--- Selection ---

The trigger came on October 7, when Hamas fighters rampaged through Israeli towns and military posts, killing more than 1,400 people and taking 230 hostages, according to Israeli authorities — the biggest loss of life within the Jewish state since its creation. The scale and horrors of the attack have drawn Israel into its biggest ever military operation in Gaza, its air strikes and artillery flattening large parts of the territory with more than 8,000 people killed, according to Palestinian officials.
With technological superiority and massed weaponry on its side, Israel has now launched its first ground offensive in Gaza in almost a decade. Since late Friday a vanguard has moved with Merkava tanks into largely unpopulated areas to the north of the strip.
But within a few minutes’ drive lie the warrens of al-Shati and Jabalia refugee camps — and then, Gaza City, the heart of Hamas’s political and military machinery.
“As the IDF goes into Gaza, Hamas has the home advantage — and they’re ready,” cautioned Devorah Margolin, the Blumenstein-Rosenbloom senior fellow at the Washington Institute for Near East policy.
As recently as August, Major General Yitzhak Brik, a former military ombudsman, warned Israel was “not ready for war”. Its soldiers have not fought a major land battle since 2014 — the last time it deployed troops inside Gaza — and its top brass has been consumed by potential threats from Iran, rather than the territory right next door.
Meanwhile, Hamas had grown stronger militarily since 2008-09, when it first fought an Israeli ground assault, military officials and analysts said.

--- Data records ---

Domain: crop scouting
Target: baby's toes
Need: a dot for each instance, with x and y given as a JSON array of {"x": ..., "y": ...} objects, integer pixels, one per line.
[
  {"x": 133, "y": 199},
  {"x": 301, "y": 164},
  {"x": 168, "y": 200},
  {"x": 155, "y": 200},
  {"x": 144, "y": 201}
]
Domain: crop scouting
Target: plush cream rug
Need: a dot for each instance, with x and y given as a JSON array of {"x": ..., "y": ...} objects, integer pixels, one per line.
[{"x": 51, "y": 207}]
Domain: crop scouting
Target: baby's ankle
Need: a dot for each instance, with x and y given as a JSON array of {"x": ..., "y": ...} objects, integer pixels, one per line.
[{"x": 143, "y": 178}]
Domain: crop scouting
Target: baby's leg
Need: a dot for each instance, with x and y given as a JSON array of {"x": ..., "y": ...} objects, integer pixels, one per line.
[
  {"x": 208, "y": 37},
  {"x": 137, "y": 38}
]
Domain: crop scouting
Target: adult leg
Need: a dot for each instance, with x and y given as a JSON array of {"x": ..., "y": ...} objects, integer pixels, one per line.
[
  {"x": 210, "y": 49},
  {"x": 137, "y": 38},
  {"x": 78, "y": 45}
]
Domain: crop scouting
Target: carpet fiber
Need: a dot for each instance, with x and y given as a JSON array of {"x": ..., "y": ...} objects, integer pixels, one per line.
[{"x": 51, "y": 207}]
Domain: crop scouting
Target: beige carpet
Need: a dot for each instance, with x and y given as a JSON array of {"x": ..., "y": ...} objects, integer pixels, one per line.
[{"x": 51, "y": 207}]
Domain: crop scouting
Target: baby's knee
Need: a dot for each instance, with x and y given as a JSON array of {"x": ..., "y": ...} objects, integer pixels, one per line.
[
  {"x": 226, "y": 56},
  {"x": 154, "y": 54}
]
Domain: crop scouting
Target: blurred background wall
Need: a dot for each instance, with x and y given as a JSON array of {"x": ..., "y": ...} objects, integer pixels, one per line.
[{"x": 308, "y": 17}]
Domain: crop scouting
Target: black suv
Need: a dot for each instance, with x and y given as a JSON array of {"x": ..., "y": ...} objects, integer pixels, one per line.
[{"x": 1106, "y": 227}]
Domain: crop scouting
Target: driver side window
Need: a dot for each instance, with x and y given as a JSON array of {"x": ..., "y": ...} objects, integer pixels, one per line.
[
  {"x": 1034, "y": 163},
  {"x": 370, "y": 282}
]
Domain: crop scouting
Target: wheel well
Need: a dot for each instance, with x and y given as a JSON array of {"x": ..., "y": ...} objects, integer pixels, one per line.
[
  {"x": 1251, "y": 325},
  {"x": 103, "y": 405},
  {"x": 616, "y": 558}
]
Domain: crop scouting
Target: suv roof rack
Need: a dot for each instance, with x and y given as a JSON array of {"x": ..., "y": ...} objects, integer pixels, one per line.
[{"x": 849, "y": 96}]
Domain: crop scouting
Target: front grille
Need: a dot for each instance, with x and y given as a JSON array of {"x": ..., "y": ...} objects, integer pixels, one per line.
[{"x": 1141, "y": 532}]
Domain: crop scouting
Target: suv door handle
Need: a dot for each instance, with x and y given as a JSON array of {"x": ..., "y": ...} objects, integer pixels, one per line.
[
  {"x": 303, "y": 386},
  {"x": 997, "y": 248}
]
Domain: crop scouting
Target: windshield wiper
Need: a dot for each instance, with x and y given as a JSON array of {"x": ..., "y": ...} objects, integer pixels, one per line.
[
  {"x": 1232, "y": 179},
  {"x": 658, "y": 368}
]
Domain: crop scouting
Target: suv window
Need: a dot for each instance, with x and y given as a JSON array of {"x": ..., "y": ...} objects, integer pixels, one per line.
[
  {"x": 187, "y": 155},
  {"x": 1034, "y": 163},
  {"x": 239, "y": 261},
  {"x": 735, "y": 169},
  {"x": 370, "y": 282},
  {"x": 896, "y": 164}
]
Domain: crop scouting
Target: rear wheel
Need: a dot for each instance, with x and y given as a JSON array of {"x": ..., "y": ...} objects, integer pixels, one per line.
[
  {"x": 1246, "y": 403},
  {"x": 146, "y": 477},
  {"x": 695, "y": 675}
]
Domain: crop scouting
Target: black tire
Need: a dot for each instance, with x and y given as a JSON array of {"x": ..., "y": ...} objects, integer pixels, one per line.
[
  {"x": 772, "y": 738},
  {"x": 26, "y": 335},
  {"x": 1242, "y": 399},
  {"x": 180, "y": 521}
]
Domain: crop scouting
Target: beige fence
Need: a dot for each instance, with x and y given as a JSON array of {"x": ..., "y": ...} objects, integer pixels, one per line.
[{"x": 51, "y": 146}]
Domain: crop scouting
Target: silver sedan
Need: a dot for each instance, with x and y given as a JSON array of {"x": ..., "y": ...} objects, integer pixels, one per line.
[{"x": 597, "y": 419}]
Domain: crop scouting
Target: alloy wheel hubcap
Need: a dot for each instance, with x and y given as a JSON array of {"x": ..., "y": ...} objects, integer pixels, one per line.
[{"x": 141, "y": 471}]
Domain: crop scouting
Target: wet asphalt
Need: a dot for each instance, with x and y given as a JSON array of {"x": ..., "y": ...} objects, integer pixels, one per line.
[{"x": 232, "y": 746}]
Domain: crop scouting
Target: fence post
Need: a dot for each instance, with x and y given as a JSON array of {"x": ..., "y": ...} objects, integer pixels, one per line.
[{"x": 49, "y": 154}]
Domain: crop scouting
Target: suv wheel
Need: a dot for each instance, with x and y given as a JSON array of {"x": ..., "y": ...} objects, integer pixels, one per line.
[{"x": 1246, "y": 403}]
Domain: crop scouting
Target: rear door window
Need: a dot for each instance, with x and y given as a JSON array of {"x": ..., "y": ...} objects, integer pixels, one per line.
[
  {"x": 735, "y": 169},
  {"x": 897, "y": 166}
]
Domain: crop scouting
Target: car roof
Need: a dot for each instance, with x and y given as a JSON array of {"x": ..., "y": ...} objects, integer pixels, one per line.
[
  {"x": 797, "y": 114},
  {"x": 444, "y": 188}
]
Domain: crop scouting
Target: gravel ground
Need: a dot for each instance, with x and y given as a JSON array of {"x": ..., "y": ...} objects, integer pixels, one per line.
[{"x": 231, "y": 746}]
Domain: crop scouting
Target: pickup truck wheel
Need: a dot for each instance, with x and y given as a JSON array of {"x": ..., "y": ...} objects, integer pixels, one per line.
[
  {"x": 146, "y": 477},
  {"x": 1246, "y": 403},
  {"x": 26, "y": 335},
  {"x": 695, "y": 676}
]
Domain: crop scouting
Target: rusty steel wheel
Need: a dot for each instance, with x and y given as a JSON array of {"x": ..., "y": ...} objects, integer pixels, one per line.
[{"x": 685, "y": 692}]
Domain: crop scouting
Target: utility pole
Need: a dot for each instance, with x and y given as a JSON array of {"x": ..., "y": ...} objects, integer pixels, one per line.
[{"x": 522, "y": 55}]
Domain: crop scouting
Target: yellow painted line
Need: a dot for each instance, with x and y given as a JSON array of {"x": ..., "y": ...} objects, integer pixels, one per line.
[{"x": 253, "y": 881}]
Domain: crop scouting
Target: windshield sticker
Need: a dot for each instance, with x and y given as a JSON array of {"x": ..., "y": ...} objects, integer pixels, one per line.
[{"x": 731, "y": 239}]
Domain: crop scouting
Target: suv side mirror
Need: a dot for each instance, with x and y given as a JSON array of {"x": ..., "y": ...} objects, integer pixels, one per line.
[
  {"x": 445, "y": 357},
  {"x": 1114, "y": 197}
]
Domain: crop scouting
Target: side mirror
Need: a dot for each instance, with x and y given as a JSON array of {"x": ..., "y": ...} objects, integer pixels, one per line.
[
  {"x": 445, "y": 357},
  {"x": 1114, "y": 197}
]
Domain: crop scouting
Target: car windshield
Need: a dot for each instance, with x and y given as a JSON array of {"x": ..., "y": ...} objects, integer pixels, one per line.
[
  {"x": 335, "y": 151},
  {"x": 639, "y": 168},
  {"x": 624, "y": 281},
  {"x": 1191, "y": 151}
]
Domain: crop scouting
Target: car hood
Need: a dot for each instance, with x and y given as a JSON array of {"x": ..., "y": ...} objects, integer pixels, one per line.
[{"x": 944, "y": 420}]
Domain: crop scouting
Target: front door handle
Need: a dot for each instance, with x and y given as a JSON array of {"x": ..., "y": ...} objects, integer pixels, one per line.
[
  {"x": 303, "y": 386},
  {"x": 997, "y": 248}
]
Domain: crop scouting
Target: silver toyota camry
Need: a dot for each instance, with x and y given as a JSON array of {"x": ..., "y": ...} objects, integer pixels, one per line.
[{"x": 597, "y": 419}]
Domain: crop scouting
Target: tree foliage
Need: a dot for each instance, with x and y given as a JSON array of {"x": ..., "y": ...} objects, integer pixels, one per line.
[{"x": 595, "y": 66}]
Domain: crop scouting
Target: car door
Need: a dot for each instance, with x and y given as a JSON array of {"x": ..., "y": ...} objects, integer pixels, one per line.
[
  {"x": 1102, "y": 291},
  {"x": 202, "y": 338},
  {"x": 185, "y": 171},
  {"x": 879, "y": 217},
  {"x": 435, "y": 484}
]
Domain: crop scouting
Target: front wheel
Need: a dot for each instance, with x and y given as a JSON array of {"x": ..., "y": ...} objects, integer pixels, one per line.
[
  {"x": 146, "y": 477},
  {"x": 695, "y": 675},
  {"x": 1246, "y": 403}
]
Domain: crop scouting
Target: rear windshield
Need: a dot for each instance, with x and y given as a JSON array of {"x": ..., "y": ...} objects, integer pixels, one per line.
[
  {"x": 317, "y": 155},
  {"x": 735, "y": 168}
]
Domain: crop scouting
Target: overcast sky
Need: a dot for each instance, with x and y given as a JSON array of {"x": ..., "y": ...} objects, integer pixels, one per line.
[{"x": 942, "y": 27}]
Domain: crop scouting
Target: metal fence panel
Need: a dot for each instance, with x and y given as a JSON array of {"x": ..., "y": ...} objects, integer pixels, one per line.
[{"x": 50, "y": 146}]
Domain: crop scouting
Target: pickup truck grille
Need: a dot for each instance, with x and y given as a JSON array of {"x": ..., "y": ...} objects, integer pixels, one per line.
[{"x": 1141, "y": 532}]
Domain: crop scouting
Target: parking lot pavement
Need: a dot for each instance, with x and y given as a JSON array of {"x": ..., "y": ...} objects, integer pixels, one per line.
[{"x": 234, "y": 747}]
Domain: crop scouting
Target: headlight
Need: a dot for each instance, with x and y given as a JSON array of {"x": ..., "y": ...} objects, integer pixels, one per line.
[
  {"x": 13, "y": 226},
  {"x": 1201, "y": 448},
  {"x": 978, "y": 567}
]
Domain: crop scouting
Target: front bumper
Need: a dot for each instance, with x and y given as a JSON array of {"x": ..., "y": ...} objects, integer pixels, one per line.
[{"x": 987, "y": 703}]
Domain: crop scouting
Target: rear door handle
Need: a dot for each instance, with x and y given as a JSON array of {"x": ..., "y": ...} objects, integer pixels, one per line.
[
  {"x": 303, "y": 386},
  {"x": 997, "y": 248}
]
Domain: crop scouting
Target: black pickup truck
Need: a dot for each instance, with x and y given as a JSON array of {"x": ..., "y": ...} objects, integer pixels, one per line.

---

Challenges →
a – Answer these from the excerpt on Israel's Gaza offensive:
(i) According to Israeli authorities, how many hostages were taken on October 7?
(ii) What tanks did the vanguard move with into areas north of the strip?
(iii) In what year did Israel's soldiers last fight a major land battle?
b – Set down the part of the excerpt on Israel's Gaza offensive starting at "With technological superiority" and ending at "Near East policy.", word for word.
c – Resume the excerpt on Israel's Gaza offensive after its final sentence.
The items are separate material, unrelated to the excerpt on Israel's Gaza offensive.

Answer set →
a –
(i) 230
(ii) Merkava tanks
(iii) 2014

b –
With technological superiority and massed weaponry on its side, Israel has now launched its first ground offensive in Gaza in almost a decade. Since late Friday a vanguard has moved with Merkava tanks into largely unpopulated areas to the north of the strip.
But within a few minutes’ drive lie the warrens of al-Shati and Jabalia refugee camps — and then, Gaza City, the heart of Hamas’s political and military machinery.
“As the IDF goes into Gaza, Hamas has the home advantage — and they’re ready,” cautioned Devorah Margolin, the Blumenstein-Rosenbloom senior fellow at the Washington Institute for Near East policy.

c –
Even then, Hamas’s military wing, the al-Qassam Brigade, fielded 16,000 fighters alongside 2,000 dedicated combat troops. Now, according to the IDF, it has as many as 40,000 elite fighters, and an arsenal of drones and about 30,000 rockets. It has fired 8,500 since October 7, draining Israel’s Iron Dome interceptors to the point where the US had to fly in replacements.
Emile Hokayem, director of regional security at the International Institute for Strategic Studies in London, said Hamas had been trained by “the best in the business”, referring to Iran’s elite Revolutionary Guard and its most powerful proxy, Hizbollah in Lebanon. “It is also a learning organisation that has fought Israeli forces several times,” Hokayem said. “Hamas knows its terrain extremely well and will defend it fiercely and with ingenuity.”
Its fighters already showed during their October 7 assault that they could pull off a tightly co-ordinated operation that involved at least 1,500 troops attacking Israel from land, air and sea, under cover of a barrage of 3,000 rockets that nearly overwhelmed Israel’s Iron Dome system.
In Gaza, Hamas has dug a giant network of deep, bombproof tunnels, and stocked them with provisions to resist a months-long Israeli siege.
“We have been prepared for an [Israeli] ground offensive since before we even launched our attack,” Ali Barakeh, a senior member of Hamas’s exiled political leadership, told the Financial Times last week. “We have some surprises for the enemy,” he added. “We are able to face an urban war more easily than an air war — there’s no comparison.” A map and diagram of the Gaza Metro. Hamas' extensive network of tunnels has often been a problem for the IDF and is likely to hinder any ground offensive. As well as providing storage, command centre and transportation, tunnels into Israel have been used to mount attacks in 2004, 2006 and July-August 2014. Each tunnel can cost up to $3mn to build. So far Israel's foreign ministry claims 1,370 tunnels have been built since 2007.
Military briefing: How Hamas fights (part 2)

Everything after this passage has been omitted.